» **Task to complete**: Using the records below, quote only the span that opens with the line containing "[(428, 117), (379, 286)]" and closes with the line containing "[(157, 311), (269, 224), (117, 424)]", exactly and inclusively.

(Image-grounded pointing data)

┏━━

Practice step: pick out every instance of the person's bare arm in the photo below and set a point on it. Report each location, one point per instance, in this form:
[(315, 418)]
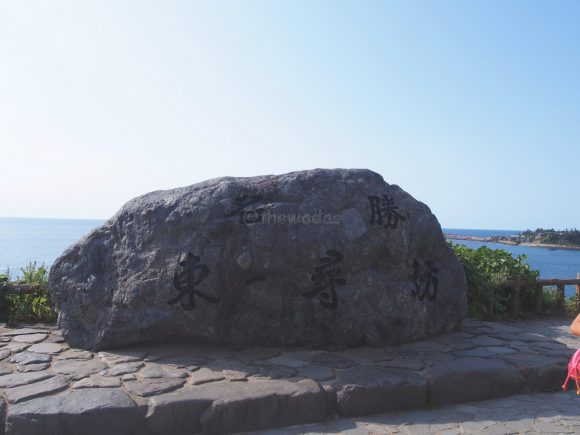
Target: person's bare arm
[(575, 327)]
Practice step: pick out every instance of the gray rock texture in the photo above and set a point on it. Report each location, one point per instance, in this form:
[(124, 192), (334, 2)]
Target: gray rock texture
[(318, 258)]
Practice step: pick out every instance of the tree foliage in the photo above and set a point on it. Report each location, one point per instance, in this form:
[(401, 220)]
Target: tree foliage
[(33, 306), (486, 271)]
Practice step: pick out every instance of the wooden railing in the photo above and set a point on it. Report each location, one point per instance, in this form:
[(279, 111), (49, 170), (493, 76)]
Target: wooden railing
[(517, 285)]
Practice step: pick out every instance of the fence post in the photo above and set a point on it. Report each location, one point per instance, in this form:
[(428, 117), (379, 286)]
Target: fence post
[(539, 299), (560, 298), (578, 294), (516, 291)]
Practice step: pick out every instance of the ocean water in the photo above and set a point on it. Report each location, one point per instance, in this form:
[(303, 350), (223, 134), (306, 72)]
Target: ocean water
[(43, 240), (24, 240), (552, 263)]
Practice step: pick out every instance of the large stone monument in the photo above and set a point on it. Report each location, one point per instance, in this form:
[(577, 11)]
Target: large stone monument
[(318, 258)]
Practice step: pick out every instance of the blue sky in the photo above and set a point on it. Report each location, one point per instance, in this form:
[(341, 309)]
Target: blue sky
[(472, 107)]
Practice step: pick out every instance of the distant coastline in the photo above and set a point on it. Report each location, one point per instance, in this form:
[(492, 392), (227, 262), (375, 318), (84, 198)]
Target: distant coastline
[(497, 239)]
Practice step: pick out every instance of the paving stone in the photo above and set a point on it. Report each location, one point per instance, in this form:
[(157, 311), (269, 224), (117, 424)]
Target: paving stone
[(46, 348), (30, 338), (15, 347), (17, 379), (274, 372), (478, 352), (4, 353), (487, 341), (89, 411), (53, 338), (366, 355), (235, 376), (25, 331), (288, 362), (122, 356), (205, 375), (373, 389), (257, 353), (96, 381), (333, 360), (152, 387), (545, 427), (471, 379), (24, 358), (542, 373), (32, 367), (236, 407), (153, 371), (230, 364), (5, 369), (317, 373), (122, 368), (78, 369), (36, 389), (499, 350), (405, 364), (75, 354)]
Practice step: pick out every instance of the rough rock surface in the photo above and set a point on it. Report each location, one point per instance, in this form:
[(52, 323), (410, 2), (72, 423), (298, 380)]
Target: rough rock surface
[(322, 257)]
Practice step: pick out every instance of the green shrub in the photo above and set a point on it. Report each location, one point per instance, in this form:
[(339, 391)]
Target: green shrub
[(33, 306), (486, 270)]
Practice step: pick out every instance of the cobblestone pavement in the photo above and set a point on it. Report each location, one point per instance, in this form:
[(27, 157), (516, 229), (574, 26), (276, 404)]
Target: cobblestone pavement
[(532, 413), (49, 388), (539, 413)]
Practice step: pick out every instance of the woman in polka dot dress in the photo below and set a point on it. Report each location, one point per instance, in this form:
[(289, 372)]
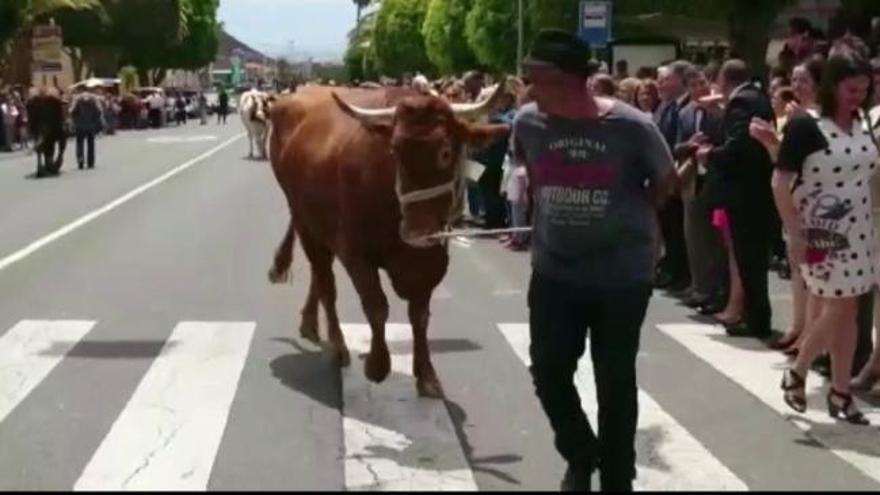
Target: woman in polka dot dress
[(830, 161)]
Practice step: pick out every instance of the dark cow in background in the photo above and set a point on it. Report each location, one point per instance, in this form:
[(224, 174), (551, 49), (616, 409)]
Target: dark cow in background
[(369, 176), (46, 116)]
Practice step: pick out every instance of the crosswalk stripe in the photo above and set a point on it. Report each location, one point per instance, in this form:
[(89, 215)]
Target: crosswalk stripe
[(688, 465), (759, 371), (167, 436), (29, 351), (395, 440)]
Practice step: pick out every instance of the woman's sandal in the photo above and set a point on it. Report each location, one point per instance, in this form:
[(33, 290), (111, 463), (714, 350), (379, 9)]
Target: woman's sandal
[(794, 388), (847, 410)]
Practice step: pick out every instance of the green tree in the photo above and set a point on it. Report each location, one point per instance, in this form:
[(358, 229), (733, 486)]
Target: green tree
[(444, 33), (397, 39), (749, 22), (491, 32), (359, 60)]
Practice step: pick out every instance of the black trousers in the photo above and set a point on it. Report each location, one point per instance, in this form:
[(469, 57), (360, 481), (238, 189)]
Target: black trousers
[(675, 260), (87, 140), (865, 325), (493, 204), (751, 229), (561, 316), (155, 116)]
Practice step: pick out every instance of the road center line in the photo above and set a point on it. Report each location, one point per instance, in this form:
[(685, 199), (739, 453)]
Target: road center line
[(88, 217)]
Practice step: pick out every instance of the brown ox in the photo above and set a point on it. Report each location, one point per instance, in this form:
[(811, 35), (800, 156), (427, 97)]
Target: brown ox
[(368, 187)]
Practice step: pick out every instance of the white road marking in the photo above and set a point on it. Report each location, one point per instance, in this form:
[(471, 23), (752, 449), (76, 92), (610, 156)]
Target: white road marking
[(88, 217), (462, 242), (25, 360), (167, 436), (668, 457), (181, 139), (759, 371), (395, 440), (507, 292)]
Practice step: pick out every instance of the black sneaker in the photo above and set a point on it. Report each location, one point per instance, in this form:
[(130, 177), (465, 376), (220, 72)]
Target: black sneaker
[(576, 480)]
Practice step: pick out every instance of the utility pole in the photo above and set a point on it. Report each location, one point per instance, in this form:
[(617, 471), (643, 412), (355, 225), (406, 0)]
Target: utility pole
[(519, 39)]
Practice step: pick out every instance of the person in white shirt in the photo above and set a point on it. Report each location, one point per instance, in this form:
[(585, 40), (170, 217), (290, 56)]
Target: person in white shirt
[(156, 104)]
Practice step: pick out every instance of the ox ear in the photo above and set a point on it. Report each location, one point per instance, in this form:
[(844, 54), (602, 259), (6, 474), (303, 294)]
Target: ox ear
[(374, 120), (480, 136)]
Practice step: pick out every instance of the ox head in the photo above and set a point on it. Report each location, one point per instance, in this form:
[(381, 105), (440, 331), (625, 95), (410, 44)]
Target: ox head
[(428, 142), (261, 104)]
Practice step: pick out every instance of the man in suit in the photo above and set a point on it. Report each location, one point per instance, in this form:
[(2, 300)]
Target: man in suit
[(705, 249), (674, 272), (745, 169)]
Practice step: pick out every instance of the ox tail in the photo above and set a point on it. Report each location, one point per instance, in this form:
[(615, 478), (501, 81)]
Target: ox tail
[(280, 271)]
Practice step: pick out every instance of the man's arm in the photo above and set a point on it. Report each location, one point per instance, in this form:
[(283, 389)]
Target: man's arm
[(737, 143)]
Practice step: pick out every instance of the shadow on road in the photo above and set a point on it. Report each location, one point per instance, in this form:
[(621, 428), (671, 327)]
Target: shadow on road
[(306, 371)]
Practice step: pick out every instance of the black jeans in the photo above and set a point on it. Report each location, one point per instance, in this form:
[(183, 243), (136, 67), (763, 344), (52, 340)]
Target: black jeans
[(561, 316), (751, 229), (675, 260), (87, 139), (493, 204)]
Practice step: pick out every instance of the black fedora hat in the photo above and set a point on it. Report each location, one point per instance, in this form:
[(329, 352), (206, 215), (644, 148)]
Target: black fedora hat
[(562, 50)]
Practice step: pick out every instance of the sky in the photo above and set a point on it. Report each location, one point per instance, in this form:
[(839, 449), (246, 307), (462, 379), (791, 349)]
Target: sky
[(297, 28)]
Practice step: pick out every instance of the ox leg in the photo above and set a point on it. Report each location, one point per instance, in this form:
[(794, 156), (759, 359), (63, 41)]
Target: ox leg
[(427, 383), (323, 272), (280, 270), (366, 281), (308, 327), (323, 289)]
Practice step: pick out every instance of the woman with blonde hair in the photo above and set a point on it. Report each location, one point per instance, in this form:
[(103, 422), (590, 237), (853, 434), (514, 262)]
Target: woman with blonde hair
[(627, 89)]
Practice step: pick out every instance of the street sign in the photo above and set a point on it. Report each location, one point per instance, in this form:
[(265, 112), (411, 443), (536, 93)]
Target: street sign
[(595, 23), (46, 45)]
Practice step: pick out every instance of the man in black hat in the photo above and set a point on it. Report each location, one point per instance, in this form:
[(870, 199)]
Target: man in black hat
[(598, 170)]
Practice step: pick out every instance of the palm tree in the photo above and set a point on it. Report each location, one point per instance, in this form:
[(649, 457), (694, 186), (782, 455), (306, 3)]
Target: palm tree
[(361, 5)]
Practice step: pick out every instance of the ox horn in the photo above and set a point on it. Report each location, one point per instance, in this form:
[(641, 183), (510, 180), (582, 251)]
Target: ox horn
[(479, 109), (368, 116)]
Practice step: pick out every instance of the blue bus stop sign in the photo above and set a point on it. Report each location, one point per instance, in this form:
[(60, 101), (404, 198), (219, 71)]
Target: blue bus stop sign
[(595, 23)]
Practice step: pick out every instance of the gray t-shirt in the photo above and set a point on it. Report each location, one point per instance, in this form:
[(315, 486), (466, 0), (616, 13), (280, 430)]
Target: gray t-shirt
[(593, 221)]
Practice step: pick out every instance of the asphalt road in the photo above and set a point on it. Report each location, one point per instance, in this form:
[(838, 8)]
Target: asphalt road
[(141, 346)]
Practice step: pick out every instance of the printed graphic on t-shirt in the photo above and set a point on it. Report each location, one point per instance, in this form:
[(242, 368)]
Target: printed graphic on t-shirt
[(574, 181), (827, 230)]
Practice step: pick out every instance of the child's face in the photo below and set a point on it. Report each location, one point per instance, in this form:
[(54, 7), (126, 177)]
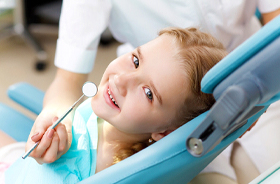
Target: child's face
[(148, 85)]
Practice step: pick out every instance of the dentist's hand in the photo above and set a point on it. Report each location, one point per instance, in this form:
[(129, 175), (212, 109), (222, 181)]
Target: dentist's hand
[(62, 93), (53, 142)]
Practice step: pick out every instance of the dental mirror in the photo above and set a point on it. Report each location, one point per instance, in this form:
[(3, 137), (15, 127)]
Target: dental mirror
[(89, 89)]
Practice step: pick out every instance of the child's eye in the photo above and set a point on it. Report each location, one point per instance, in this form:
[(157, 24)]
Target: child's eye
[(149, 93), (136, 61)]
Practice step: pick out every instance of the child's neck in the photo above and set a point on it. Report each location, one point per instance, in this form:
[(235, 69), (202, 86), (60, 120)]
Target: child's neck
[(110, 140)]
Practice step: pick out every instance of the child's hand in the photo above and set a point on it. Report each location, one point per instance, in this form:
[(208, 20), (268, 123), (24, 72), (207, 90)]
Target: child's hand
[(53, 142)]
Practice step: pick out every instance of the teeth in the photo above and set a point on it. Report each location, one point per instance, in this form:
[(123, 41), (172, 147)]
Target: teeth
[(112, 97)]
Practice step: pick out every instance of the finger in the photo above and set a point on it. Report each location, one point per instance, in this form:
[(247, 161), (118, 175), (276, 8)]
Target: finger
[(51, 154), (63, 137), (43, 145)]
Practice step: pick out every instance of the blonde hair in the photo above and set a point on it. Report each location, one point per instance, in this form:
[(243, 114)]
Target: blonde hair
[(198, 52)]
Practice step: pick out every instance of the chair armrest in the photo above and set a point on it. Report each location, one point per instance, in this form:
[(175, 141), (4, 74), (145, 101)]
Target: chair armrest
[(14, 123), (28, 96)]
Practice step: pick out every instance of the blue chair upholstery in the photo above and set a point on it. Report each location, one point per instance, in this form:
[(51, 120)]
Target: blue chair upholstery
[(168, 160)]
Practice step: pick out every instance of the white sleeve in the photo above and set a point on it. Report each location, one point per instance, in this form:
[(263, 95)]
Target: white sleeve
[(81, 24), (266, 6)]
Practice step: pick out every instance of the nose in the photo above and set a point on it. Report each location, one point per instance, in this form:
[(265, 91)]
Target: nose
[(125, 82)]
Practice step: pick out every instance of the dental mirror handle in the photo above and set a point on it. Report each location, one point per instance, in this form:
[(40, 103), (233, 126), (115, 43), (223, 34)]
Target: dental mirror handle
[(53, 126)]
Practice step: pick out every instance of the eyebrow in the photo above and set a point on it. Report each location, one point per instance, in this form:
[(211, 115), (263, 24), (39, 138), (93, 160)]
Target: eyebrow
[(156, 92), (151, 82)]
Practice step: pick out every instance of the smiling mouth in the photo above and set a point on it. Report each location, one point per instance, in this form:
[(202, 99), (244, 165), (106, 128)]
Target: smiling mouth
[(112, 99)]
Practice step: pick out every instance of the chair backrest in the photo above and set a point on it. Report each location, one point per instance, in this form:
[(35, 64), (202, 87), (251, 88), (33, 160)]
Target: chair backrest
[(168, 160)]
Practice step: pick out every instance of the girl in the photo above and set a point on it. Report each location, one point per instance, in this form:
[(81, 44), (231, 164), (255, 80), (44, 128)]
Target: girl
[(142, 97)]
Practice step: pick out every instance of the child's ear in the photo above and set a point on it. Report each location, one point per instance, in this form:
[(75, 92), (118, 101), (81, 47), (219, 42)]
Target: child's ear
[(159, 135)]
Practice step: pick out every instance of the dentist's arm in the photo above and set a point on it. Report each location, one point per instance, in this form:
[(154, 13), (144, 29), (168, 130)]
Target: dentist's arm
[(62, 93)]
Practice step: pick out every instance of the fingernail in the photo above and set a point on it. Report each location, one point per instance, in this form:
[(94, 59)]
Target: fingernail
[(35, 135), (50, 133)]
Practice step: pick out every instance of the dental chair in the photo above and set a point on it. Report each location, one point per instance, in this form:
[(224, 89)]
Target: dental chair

┗━━

» **Exercise output**:
[(428, 117), (379, 286)]
Target: fence post
[(539, 299), (560, 298), (578, 294), (516, 291)]
Practice step: pick out every instance of the ocean water in the photo above and set a point on it. Report each location, one point per instance, in this form:
[(303, 350), (223, 134), (306, 72)]
Target: ocean water
[(43, 240), (24, 240), (552, 263)]
Practice step: pick out every instance of the large stone monument in the photo above and set a point on it. Report each location, one point per instance, in this form:
[(577, 11)]
Target: large stone monument
[(318, 258)]
Practice step: pick out every instance of the blue sky in the photo above and set a point on it. Report each location, one point per instance, in this form:
[(341, 309)]
Target: blue sky
[(472, 107)]
Practice step: pick out every instance of the distant coastline in the photo above and set a point on it. Report each location, one point per instance, in this form:
[(492, 392), (227, 262), (375, 318), (84, 198)]
Target: distant coastline
[(497, 239)]
Practice step: pick out every instance of the paving stone in the photo above and set a point on it. Report each location, one point per instance, in this form:
[(157, 311), (269, 224), (117, 424)]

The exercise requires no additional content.